◆ Short problem 1
Summarize the article below about King Charles I of Württemberg in two sentences.
◆ Short problem 2
According to the article below about King Charles I of Württemberg, what position did Jackson take in 1876 after injuring his arm?
◆ Short problem 3
Continue the article below about King Charles I of Württemberg from the point where it stops.

◆ Given text
Role models of greatness.

Here you will discover the back stories of kings, titans of industry, stellar athletes, giants of the entertainment field, scientists, politicians, artists and heroes – all of them gay or bisexual men. If their lives can serve as role models to young men who have been bullied or taught to think less of themselves for their sexual orientation, all the better. The sexual orientation of those featured here did not stand in the way of their achievements.

Saturday, December 10, 2011

Charles I of Württemberg

(in German: Karl I von Württemberg)

If you think of Stuttgart at all, it is most likely as the home of automobile manufacturers Porsche and Mercedes-Benz. However, Stuttgart is also the capital of Baden-Württemberg, a south German state bordering Bavaria to the east and Switzerland to the south. About 125 years ago a gay royal scandal nearly shook Württemberg off its foundations.

Karl Friedrich Alexander was the third King of Württemberg, from 1864 until his death in 1891. He was king at the time of the unification of Germany in 1871 and skillfully led his people in the decision to become part of the new German Empire. Born in Stuttgart in1823, at the age of twenty-three he married the Russian Grand Duchess Olga Nikolaievna, daughter of Tsar Nicholas I, and at the age of 41 Karl acceded to the throne upon his father's death. The couple had no children, because of Karl's homosexuality, so Olga and Karl adopted Olga's niece Vera Konstantinova.

Had an American pianist studying music at the Stuttgart Conservatory of Music not injured his arm, there might have been no scandal at all. Richard Mason Jackson (a pianist known by his middle name as “Mase”), along with Charles Woodcock and Donald Hendry became the objects of obsession by gay King Karl. The king was so smitten that he gave the Americans titles, positions and lavish gifts far beyond their station. They eventually held such sway over the king (and his purse) that the new German Chancellor Otto von Bismark had to intervene in order to sever their sordid influence over Karl. It was a royal soap opera the likes of which had not been seen in those parts, and the royal family was not able to cover it up. All the sordid details appeared in newspapers on both sides of the Atlantic.

In October 1888, the New York Herald republished a story from its European edition describing three American males who were said to be lavishly disposing of the monarch's money. The article said that an American named “Mase” Jackson was one of the three gentlemen playing “Piers Gaveston” parts in Germany." Gaveston was the male lover of England's King Edward II Taken literally, Americans "playing Piers Gaveston parts" with King Karl meant that they were performing the insertive role in anal intercourse. Although the newspaper chose a euphemism to describe such acts, the reading public at the time would have understood the meaning.

The same article focused on gossip circulating in Germany about King Karl and seances presided over by the “upstart” Baron von Jackson, of Steubenville, Ohio. The rise of Mase from poor, humble origins in Ohio to the aristocratic "Baron von Jackson" in Germany was juicy gossip in its day. Jackson's father, a cousin of General Stonewall Jackson, had died at the very moment of his son's birth in 1846. Raised by his widowed mother on a farm in Ohio, Jackson had moved with her to nearby Steubenville, and there studied the piano, developing an ardent desire to become a musician. At sixteen, unable to finish his courses at Mount Union College, Jackson returned to Steubenville, and taught music at Beatty's Seminary (a school for female teachers). He tuned pianos, became organist in the Methodist Episcopal Church and traveled often to Pittsburgh to enjoy the opera. Jackson formed a friendship with another Steubenville youth, a popular tenor, Will H. MacDonald, and, subsidized by relatives, traveled with MacDonald to Germany, to study at the Stuttgart Conservatory of Music. When Jackson injured his arm and was forced to give up the piano, he took a job in 1876 as assistant to the American Consul in Stuttgart, a position he held for five years. The handsome, young American walked daily through the Stuttgart parks and soon attracted the notice of the King, who was 23 years his senior. The newspaper reported that this “grew into a friendship of the most intimate character.”

◆ Information shown
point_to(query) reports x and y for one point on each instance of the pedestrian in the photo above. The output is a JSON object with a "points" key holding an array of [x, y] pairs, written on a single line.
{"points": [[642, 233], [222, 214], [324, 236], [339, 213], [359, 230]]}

◆ Exercise result 1
Karl Friedrich Alexander reigned as the third King of Württemberg from 1864 until his death in 1891, married the Russian Grand Duchess Olga Nikolaievna, and adopted Olga's niece Vera Konstantinova with her. His obsession with the American pianist Richard "Mase" Jackson and two other Americans, on whom he lavished titles, positions and gifts, led the German Chancellor to intervene and became a scandal covered by newspapers on both sides of the Atlantic.

◆ Exercise result 2
He became assistant to the American Consul in Stuttgart.

◆ Exercise result 3
In 1881 the homosexual monarch asked Jackson to join his household as a "confidential friend and companion." Jackson accepted, renounced his United States citizenship, and was made a Baron. He  added "von" to his last name and become a favorite of the King of Württemberg. A large apartment in the palace was assigned to “Baron von Jackson”, and a private entrance was constructed, connecting directly to the royal apartments. A handsome income and lavish gifts were bestowed upon him. The King had also added the American to his will, so that should his benefactor die, Jackson would still be immensely rich. All of these salacious details appeared in the newspapers.

But Jackson was not yet through exploiting his royal connection. Because of his intimacy with King Karl, honors were showered upon Jackson by the kings of Holland and Saxony, the Emperor of Austria, the Czar of Russia, and even the Pope, with whom he had an audience. After Jackson saved the lives of three men whose boat had overturned, King Karl made him a "Privy Councilor," and Jackson was called “Excellency,” an honor seldom attained by anyone other than royalty, and even then, usually late in life.


The coat of arms of the Württembergs: Fearless and Faithful.

The American's appointment to court caused a political furor. Next the New York Sun picked up the story and offered even more sordid detail to the controversy. They reported a love triangle, with Jackson seeking intimacies and favors from both the king and the Grand Duchess Vera. The king retaliated by making Jackson promise not to marry “during the king’s lifetime.”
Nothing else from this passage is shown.